Document excerpt:
--- START ---
Ten days before their December 1 effective date, a federal district court in Texas enjoined enforcement of the regulations increasing the salary level for white collar employees to qualify for the overtime exemption under the Fair Labor Standards Act (FLSA). Late on November 22, 2016, federal Judge Amos Mazzant (a President Obama appointee) issued a preliminary injunction preventing the U.S. Department of Labor (DOL) from enforcing these regulations on a nationwide basis.

The ruling stemmed from two consolidated lawsuits brought a few months ago by 21 states and multiple business groups challenging the regulations announced by the DOL in May 2016. The regulations would have more than doubled (to $913 per week) on December 1, 2016 the current salary level to qualify for the most common white collar exemptions and contemplated future increases every three years. The federal court held that these regulations are contrary to the FLSA insomuch as they disqualify from the statutory exemption—based solely on salary level—substantial groups of employees who perform executive, administrative and professional duties, which, the court stated, is the governing statutory requirement for exempt status.

How should employers respond?

Most employers have been engaged for months on planning for the December 1, 2016 effective date. Their plans have included audits of current exempt positions to ensure compliance with the duties test; budgeting for compensation increases designed to meet the new salary levels; reclassification from exempt to nonexempt of employees whose compensation will not meet the new salary level; and communications to employees announcing changes in compensation, timekeeping practices and status.

The big question is what should employers do now in light of this decision? Here are the key issues to consider.

  1. The district court's decision is a preliminary injunction and the court could change its ruling after further proceedings. However, that is unlikely given the rationale for yesterday's decision.

  2. Much more likely is that the DOL will appeal the district court's ruling to the federal court of appeals. A court of appeals ruling for either party then could be appealed to the U.S. Supreme Court. There is a risk that if the district court ruling is eventually overturned, the regulations could be enforced retroactive to December 1, 2016. This creates some exposure for employers who do not comply with the new regulations as of December 1, 2016.
--- END ---
Given entries:
--- START ---
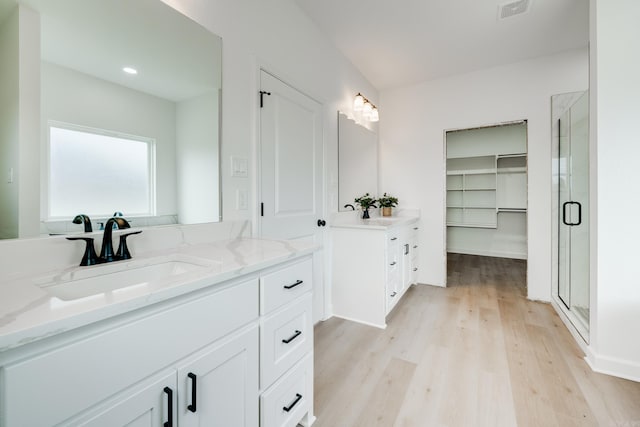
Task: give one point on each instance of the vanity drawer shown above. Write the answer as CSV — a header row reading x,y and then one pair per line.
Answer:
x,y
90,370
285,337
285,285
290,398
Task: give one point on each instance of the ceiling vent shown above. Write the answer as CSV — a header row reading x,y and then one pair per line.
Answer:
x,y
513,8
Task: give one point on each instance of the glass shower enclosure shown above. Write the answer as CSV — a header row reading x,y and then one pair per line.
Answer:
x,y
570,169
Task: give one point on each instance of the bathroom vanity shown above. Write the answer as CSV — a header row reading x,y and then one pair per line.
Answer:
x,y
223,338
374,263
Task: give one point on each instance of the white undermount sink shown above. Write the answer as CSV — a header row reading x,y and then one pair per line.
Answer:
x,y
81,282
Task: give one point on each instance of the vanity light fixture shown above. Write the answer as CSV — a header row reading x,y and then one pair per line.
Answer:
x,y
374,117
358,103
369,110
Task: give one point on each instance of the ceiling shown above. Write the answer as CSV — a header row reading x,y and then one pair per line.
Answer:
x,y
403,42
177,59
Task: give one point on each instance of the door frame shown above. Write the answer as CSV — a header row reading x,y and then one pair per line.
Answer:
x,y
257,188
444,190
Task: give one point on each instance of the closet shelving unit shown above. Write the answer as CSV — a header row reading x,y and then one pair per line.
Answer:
--- END ---
Problem to solve:
Can you update the passage on the overtime injunction, beginning at the words "Most employers have" and stopping after "issues to consider.", with "employers" changed to "companies"? You won't need the listing for this.

Exercise answer:
Most companies have been engaged for months on planning for the December 1, 2016 effective date. Their plans have included audits of current exempt positions to ensure compliance with the duties test; budgeting for compensation increases designed to meet the new salary levels; reclassification from exempt to nonexempt of employees whose compensation will not meet the new salary level; and communications to employees announcing changes in compensation, timekeeping practices and status.

The big question is what should companies do now in light of this decision? Here are the key issues to consider.